* Your objective: Extract each line in the items below that contains the word "chest".

Dataset rows showing where objects appear:
============================================================

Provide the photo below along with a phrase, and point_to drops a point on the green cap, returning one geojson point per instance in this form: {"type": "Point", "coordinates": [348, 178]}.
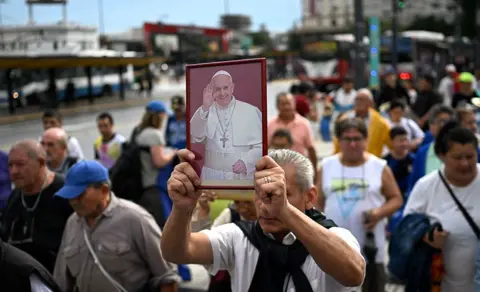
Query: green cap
{"type": "Point", "coordinates": [466, 77]}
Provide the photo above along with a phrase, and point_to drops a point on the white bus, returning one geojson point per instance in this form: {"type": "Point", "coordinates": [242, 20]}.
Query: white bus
{"type": "Point", "coordinates": [29, 86]}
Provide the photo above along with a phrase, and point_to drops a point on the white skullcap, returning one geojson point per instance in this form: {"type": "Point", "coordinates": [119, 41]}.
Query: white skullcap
{"type": "Point", "coordinates": [221, 72]}
{"type": "Point", "coordinates": [450, 68]}
{"type": "Point", "coordinates": [365, 92]}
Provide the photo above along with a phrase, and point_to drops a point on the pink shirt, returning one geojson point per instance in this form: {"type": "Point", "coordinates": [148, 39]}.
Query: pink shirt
{"type": "Point", "coordinates": [299, 128]}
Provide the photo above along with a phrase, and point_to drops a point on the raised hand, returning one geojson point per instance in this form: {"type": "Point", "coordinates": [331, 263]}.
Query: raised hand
{"type": "Point", "coordinates": [270, 186]}
{"type": "Point", "coordinates": [183, 183]}
{"type": "Point", "coordinates": [239, 167]}
{"type": "Point", "coordinates": [208, 98]}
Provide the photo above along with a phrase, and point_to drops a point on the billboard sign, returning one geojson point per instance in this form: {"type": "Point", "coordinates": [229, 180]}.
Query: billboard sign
{"type": "Point", "coordinates": [46, 1]}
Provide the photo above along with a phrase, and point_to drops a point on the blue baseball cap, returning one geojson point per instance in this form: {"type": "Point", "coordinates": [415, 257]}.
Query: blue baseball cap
{"type": "Point", "coordinates": [156, 107]}
{"type": "Point", "coordinates": [80, 176]}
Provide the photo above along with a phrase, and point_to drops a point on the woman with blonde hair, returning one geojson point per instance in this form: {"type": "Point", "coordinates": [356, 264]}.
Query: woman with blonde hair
{"type": "Point", "coordinates": [149, 134]}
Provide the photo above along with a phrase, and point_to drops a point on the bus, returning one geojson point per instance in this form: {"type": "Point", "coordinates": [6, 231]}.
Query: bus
{"type": "Point", "coordinates": [418, 53]}
{"type": "Point", "coordinates": [30, 86]}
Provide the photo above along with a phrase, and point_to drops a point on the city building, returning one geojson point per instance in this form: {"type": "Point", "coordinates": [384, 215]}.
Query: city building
{"type": "Point", "coordinates": [132, 40]}
{"type": "Point", "coordinates": [327, 15]}
{"type": "Point", "coordinates": [48, 38]}
{"type": "Point", "coordinates": [338, 15]}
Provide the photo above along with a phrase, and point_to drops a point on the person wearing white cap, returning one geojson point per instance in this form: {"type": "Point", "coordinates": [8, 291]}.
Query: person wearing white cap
{"type": "Point", "coordinates": [446, 88]}
{"type": "Point", "coordinates": [231, 131]}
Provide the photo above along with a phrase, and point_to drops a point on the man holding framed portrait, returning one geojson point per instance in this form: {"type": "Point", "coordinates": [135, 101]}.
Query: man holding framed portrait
{"type": "Point", "coordinates": [230, 129]}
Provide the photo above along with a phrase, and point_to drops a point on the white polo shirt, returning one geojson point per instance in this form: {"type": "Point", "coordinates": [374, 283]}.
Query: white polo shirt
{"type": "Point", "coordinates": [232, 251]}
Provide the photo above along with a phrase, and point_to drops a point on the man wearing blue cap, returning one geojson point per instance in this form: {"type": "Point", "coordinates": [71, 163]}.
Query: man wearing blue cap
{"type": "Point", "coordinates": [392, 89]}
{"type": "Point", "coordinates": [109, 244]}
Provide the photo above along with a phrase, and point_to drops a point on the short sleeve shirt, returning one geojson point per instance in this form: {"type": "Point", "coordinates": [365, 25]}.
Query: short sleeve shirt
{"type": "Point", "coordinates": [232, 251]}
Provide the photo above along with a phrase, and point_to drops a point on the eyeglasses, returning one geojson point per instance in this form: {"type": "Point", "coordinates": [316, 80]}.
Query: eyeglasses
{"type": "Point", "coordinates": [351, 139]}
{"type": "Point", "coordinates": [441, 122]}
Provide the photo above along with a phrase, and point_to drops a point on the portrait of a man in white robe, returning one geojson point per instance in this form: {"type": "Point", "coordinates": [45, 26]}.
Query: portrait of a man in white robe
{"type": "Point", "coordinates": [231, 130]}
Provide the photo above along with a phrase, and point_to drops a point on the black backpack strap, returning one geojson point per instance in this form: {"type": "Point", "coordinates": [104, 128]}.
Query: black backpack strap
{"type": "Point", "coordinates": [248, 229]}
{"type": "Point", "coordinates": [235, 214]}
{"type": "Point", "coordinates": [467, 216]}
{"type": "Point", "coordinates": [320, 218]}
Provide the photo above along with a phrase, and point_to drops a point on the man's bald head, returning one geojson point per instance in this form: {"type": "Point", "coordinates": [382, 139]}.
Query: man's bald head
{"type": "Point", "coordinates": [26, 164]}
{"type": "Point", "coordinates": [32, 148]}
{"type": "Point", "coordinates": [56, 134]}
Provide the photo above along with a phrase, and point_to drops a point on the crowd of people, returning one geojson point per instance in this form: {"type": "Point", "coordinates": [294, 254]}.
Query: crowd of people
{"type": "Point", "coordinates": [403, 175]}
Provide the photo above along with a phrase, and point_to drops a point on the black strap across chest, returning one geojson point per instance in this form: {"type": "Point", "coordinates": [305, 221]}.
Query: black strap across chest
{"type": "Point", "coordinates": [277, 261]}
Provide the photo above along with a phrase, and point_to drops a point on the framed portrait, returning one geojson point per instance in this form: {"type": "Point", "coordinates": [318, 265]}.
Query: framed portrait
{"type": "Point", "coordinates": [227, 123]}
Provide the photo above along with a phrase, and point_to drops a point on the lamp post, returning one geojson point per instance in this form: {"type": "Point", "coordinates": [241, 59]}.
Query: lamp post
{"type": "Point", "coordinates": [2, 36]}
{"type": "Point", "coordinates": [100, 17]}
{"type": "Point", "coordinates": [394, 34]}
{"type": "Point", "coordinates": [226, 6]}
{"type": "Point", "coordinates": [359, 49]}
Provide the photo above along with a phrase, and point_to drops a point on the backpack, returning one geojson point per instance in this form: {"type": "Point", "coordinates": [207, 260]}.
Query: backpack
{"type": "Point", "coordinates": [126, 173]}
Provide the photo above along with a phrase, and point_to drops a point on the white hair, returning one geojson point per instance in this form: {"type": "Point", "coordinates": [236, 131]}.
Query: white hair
{"type": "Point", "coordinates": [303, 166]}
{"type": "Point", "coordinates": [221, 72]}
{"type": "Point", "coordinates": [365, 92]}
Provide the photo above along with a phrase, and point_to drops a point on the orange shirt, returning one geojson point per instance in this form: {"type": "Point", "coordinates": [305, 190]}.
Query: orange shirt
{"type": "Point", "coordinates": [299, 128]}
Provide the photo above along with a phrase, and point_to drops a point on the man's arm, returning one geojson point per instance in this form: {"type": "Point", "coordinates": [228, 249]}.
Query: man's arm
{"type": "Point", "coordinates": [181, 246]}
{"type": "Point", "coordinates": [61, 274]}
{"type": "Point", "coordinates": [255, 151]}
{"type": "Point", "coordinates": [198, 125]}
{"type": "Point", "coordinates": [336, 252]}
{"type": "Point", "coordinates": [253, 155]}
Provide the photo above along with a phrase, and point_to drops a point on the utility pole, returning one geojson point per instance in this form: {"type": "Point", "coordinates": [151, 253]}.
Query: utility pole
{"type": "Point", "coordinates": [226, 6]}
{"type": "Point", "coordinates": [2, 35]}
{"type": "Point", "coordinates": [477, 65]}
{"type": "Point", "coordinates": [395, 4]}
{"type": "Point", "coordinates": [359, 50]}
{"type": "Point", "coordinates": [100, 17]}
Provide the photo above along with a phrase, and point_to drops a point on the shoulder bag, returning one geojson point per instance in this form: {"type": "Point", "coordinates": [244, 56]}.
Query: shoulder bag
{"type": "Point", "coordinates": [100, 266]}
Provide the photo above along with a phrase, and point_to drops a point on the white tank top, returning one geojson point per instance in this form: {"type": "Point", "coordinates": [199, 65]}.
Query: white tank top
{"type": "Point", "coordinates": [350, 191]}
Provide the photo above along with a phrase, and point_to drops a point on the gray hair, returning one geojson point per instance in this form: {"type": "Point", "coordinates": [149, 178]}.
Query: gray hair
{"type": "Point", "coordinates": [32, 148]}
{"type": "Point", "coordinates": [303, 167]}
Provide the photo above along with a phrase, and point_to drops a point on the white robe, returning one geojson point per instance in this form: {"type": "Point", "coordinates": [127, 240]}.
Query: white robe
{"type": "Point", "coordinates": [244, 142]}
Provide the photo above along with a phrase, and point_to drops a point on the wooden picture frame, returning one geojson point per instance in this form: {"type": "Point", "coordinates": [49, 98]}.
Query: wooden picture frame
{"type": "Point", "coordinates": [226, 108]}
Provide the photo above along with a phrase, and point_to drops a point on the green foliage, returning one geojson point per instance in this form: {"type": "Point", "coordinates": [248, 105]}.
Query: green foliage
{"type": "Point", "coordinates": [294, 42]}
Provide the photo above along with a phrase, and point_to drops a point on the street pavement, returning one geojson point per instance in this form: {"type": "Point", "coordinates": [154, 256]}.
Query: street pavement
{"type": "Point", "coordinates": [82, 126]}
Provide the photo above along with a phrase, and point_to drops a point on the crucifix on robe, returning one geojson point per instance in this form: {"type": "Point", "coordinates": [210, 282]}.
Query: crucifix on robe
{"type": "Point", "coordinates": [224, 140]}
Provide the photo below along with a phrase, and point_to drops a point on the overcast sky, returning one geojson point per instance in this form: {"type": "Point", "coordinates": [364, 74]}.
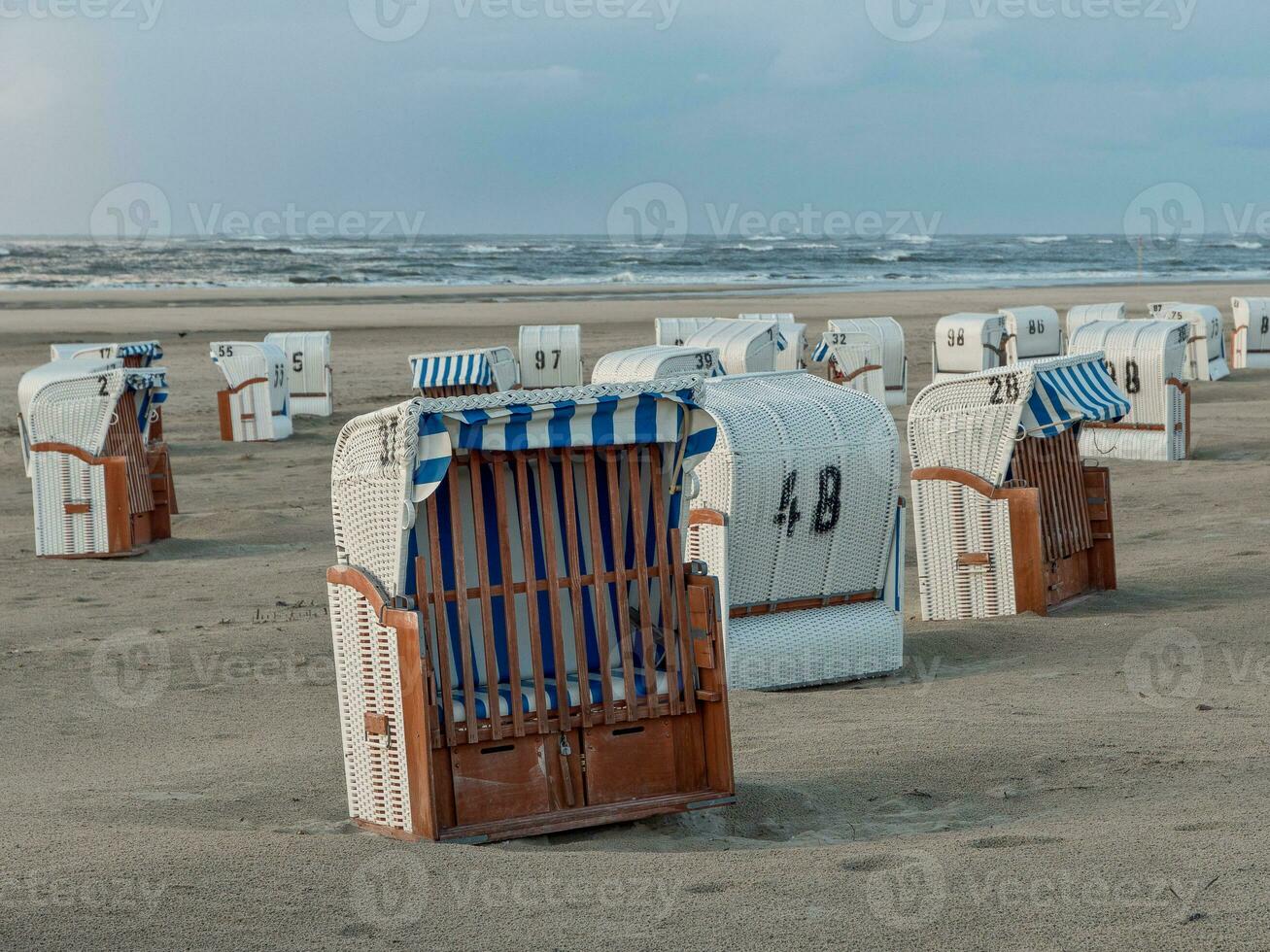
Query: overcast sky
{"type": "Point", "coordinates": [537, 122]}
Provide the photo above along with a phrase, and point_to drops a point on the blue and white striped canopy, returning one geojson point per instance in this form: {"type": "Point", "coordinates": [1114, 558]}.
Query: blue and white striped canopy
{"type": "Point", "coordinates": [597, 415]}
{"type": "Point", "coordinates": [468, 367]}
{"type": "Point", "coordinates": [1068, 391]}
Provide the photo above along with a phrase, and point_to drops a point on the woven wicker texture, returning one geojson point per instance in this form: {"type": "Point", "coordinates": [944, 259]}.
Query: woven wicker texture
{"type": "Point", "coordinates": [890, 335]}
{"type": "Point", "coordinates": [259, 410]}
{"type": "Point", "coordinates": [309, 373]}
{"type": "Point", "coordinates": [1252, 349]}
{"type": "Point", "coordinates": [654, 362]}
{"type": "Point", "coordinates": [368, 682]}
{"type": "Point", "coordinates": [1086, 314]}
{"type": "Point", "coordinates": [807, 475]}
{"type": "Point", "coordinates": [968, 343]}
{"type": "Point", "coordinates": [1034, 333]}
{"type": "Point", "coordinates": [550, 356]}
{"type": "Point", "coordinates": [1205, 356]}
{"type": "Point", "coordinates": [744, 347]}
{"type": "Point", "coordinates": [1141, 356]}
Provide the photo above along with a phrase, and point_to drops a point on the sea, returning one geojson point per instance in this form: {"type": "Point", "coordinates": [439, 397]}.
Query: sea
{"type": "Point", "coordinates": [901, 261]}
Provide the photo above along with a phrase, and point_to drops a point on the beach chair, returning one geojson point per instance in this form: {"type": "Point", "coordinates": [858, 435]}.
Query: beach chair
{"type": "Point", "coordinates": [551, 356]}
{"type": "Point", "coordinates": [855, 362]}
{"type": "Point", "coordinates": [1250, 344]}
{"type": "Point", "coordinates": [100, 485]}
{"type": "Point", "coordinates": [1146, 358]}
{"type": "Point", "coordinates": [139, 353]}
{"type": "Point", "coordinates": [1033, 333]}
{"type": "Point", "coordinates": [801, 517]}
{"type": "Point", "coordinates": [310, 382]}
{"type": "Point", "coordinates": [1205, 353]}
{"type": "Point", "coordinates": [520, 645]}
{"type": "Point", "coordinates": [1008, 518]}
{"type": "Point", "coordinates": [968, 343]}
{"type": "Point", "coordinates": [793, 353]}
{"type": "Point", "coordinates": [452, 373]}
{"type": "Point", "coordinates": [1086, 314]}
{"type": "Point", "coordinates": [744, 347]}
{"type": "Point", "coordinates": [656, 362]}
{"type": "Point", "coordinates": [889, 335]}
{"type": "Point", "coordinates": [256, 406]}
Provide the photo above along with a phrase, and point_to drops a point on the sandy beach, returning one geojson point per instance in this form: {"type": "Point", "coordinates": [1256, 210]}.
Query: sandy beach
{"type": "Point", "coordinates": [172, 765]}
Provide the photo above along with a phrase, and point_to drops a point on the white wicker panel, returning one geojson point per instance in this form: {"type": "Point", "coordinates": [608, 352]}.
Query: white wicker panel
{"type": "Point", "coordinates": [1087, 314]}
{"type": "Point", "coordinates": [890, 335]}
{"type": "Point", "coordinates": [654, 362]}
{"type": "Point", "coordinates": [1252, 333]}
{"type": "Point", "coordinates": [307, 356]}
{"type": "Point", "coordinates": [368, 681]}
{"type": "Point", "coordinates": [952, 520]}
{"type": "Point", "coordinates": [58, 479]}
{"type": "Point", "coordinates": [814, 646]}
{"type": "Point", "coordinates": [550, 356]}
{"type": "Point", "coordinates": [968, 343]}
{"type": "Point", "coordinates": [786, 442]}
{"type": "Point", "coordinates": [1037, 331]}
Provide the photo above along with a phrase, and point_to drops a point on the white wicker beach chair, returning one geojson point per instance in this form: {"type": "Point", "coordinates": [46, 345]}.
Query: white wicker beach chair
{"type": "Point", "coordinates": [1086, 314]}
{"type": "Point", "coordinates": [793, 353]}
{"type": "Point", "coordinates": [551, 356]}
{"type": "Point", "coordinates": [451, 373]}
{"type": "Point", "coordinates": [1034, 333]}
{"type": "Point", "coordinates": [855, 360]}
{"type": "Point", "coordinates": [802, 520]}
{"type": "Point", "coordinates": [1146, 358]}
{"type": "Point", "coordinates": [310, 382]}
{"type": "Point", "coordinates": [256, 406]}
{"type": "Point", "coordinates": [1008, 520]}
{"type": "Point", "coordinates": [656, 362]}
{"type": "Point", "coordinates": [889, 335]}
{"type": "Point", "coordinates": [100, 487]}
{"type": "Point", "coordinates": [968, 343]}
{"type": "Point", "coordinates": [744, 347]}
{"type": "Point", "coordinates": [139, 353]}
{"type": "Point", "coordinates": [1250, 344]}
{"type": "Point", "coordinates": [520, 646]}
{"type": "Point", "coordinates": [1205, 356]}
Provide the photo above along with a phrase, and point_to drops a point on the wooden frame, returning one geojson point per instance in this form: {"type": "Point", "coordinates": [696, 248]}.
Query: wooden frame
{"type": "Point", "coordinates": [636, 739]}
{"type": "Point", "coordinates": [1062, 532]}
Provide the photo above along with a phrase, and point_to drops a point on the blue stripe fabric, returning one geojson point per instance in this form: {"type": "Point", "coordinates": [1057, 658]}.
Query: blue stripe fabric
{"type": "Point", "coordinates": [1067, 391]}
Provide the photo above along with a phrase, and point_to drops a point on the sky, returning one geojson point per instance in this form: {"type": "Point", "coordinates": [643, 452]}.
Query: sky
{"type": "Point", "coordinates": [571, 116]}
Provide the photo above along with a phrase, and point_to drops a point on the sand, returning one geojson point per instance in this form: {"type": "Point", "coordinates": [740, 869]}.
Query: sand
{"type": "Point", "coordinates": [170, 761]}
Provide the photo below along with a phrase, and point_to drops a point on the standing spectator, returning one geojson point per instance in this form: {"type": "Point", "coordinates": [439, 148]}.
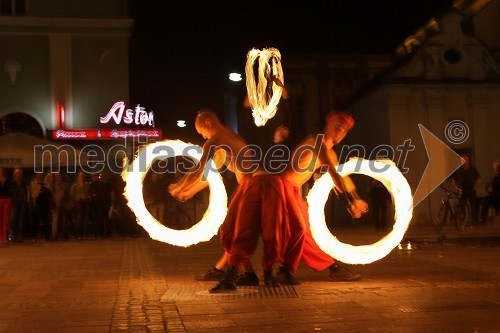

============================================================

* Problem solution:
Provide the photo above along with a phrase, and point_to drops a point on the black strap across chest, returning one geojson point per instance in this form: {"type": "Point", "coordinates": [305, 221]}.
Query: black strap across chest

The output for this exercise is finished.